_Stated problem_. Which lines in the rows below include the string "jacket", with case counting? Find each one and copy it out.

_Data for this task_.
******************************
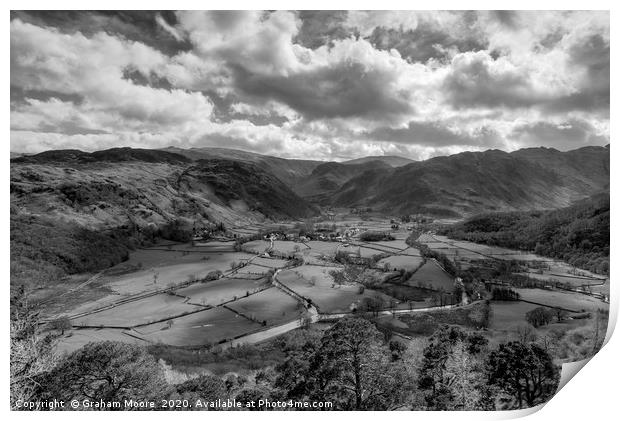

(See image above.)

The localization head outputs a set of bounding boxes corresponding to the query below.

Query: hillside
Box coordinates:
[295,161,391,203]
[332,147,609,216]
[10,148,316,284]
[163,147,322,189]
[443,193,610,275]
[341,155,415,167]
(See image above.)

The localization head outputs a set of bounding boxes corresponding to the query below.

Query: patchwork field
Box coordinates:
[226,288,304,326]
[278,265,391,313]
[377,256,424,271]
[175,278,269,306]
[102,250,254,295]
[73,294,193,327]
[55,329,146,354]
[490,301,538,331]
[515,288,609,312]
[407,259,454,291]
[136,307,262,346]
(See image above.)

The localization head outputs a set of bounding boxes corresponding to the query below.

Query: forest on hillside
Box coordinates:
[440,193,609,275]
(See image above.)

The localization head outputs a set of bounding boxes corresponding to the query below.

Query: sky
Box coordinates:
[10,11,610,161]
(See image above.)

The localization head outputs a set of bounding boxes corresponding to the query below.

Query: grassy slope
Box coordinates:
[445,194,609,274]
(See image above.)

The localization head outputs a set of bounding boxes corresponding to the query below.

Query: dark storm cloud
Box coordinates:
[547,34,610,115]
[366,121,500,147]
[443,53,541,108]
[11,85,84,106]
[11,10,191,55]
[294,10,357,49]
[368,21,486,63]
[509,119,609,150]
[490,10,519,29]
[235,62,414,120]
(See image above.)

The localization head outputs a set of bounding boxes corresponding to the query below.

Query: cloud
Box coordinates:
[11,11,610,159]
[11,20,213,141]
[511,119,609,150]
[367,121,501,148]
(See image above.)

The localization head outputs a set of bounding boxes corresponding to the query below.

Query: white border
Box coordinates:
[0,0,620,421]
******************************
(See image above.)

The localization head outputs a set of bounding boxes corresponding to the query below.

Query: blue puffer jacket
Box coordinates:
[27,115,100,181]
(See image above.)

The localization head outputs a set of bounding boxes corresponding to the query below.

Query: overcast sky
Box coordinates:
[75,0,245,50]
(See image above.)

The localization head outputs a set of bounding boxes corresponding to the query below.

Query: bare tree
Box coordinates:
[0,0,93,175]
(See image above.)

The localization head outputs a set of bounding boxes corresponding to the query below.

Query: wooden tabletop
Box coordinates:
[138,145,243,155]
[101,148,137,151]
******************************
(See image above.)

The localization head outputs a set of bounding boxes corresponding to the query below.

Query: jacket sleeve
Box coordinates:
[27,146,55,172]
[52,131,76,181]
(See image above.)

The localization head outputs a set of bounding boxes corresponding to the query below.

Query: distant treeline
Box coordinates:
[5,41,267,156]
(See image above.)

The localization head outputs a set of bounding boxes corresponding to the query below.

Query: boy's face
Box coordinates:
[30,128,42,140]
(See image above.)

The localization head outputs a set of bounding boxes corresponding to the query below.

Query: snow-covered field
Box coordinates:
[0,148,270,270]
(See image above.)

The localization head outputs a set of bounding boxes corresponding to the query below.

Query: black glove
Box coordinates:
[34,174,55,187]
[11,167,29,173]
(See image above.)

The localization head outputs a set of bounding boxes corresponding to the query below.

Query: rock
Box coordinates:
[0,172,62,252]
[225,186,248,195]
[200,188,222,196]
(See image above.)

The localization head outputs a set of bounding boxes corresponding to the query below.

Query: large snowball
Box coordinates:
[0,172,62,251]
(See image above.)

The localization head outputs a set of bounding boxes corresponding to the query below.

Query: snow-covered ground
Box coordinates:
******************************
_Correct result_.
Query: blue puffer jacket
Query: jacket sleeve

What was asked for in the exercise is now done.